[Data provided — start]

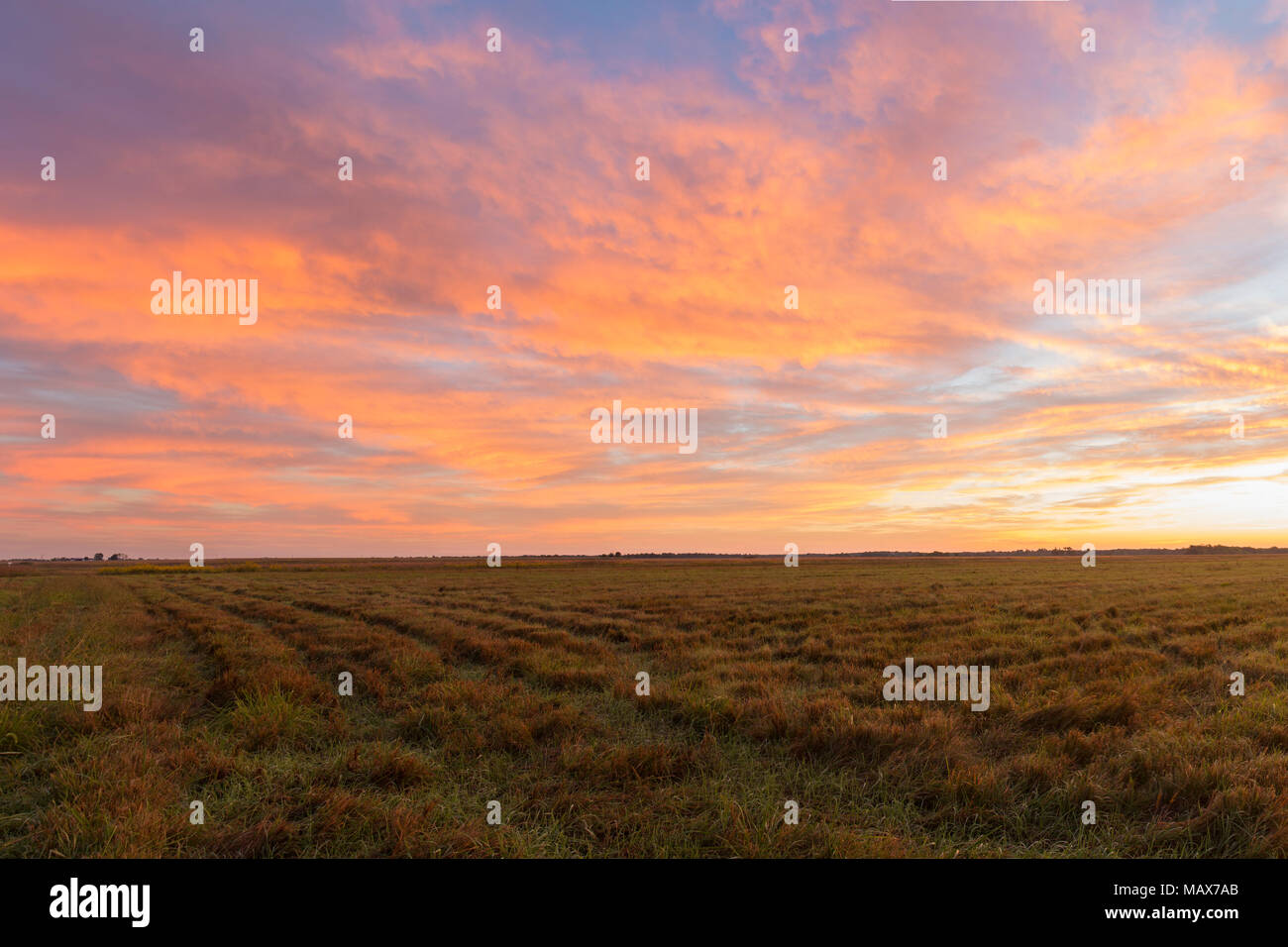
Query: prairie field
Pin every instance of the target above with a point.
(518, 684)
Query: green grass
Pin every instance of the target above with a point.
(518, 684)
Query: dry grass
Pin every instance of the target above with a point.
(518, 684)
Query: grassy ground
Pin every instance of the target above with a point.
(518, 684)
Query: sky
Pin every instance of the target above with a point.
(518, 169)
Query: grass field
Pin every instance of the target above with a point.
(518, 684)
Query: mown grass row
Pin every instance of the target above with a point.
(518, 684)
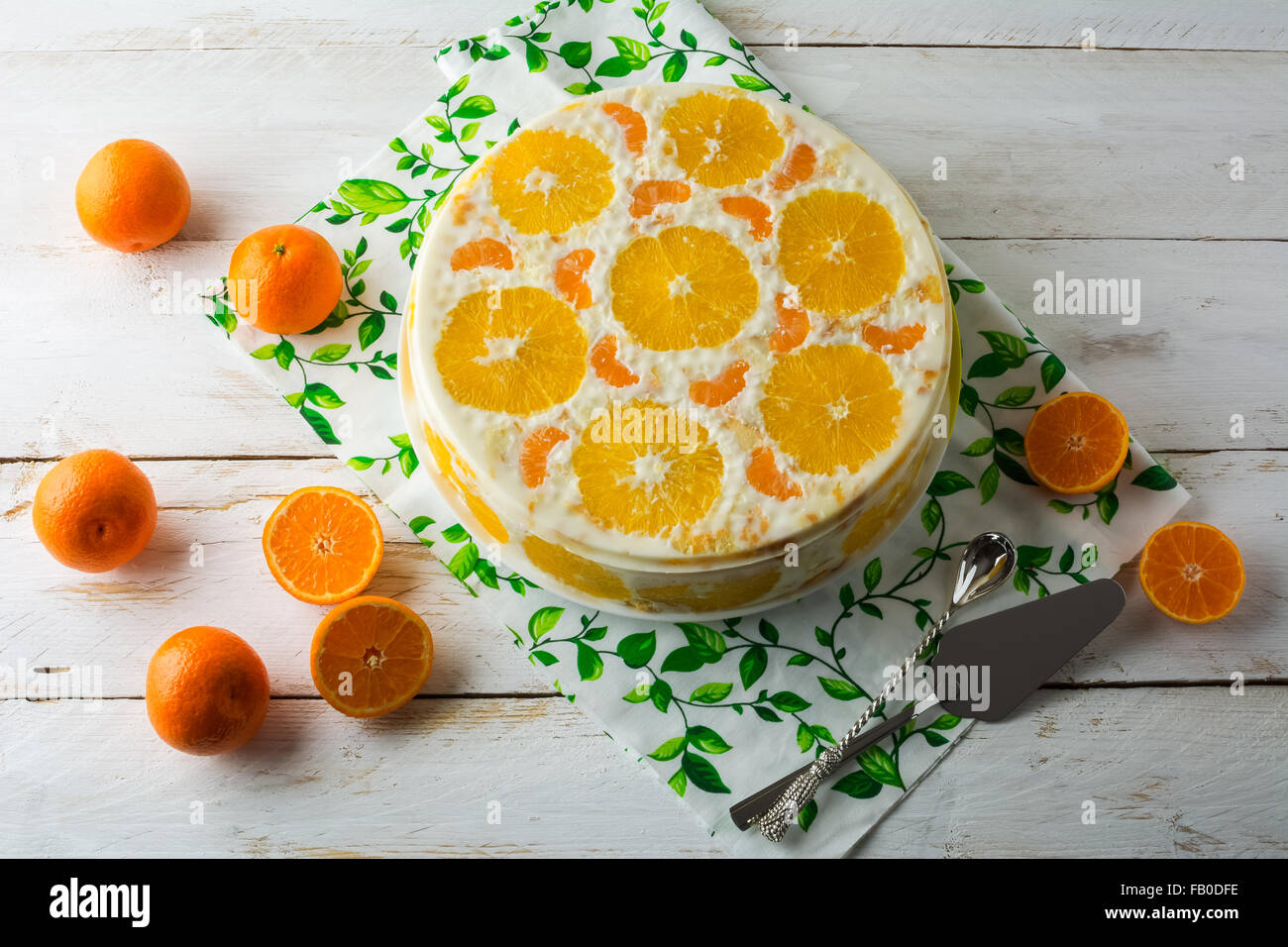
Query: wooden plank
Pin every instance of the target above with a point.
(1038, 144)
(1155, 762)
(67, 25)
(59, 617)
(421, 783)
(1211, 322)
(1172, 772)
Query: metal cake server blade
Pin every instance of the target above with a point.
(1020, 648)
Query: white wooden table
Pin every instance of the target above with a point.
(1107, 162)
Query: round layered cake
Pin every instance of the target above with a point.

[Data provided — finish]

- _Problem requirements_
An answer that restates all the entries exactly and drops the images is what is needed.

- _Exercise response_
Query: prairie field
Pin every instance of the target above with a point.
(518, 684)
Query: green grass
Pin every instance of the target above with a point.
(518, 684)
Query: dry grass
Pin every instance of the target above with a point.
(518, 684)
Query: grassy ground
Pin every instance of the target above with a point.
(518, 684)
Query: sky
Pin every instance of the target above with a point.
(518, 169)
Query: grass field
Pin every instance of the target above with a point.
(518, 684)
Query: mown grass row
Pin every instance of the target above with a point.
(518, 684)
Query: wooden plank
Pin every instance of the target above with a point.
(1038, 144)
(1155, 762)
(67, 25)
(59, 617)
(421, 783)
(1211, 322)
(1172, 772)
Query: metal cake server blade
Pin every instance of the target above with a point.
(1020, 648)
Query: white wooden table
Pin every instance of the target above with a point.
(1107, 162)
Query: round layered cake
Pin every instance of the target above with a point.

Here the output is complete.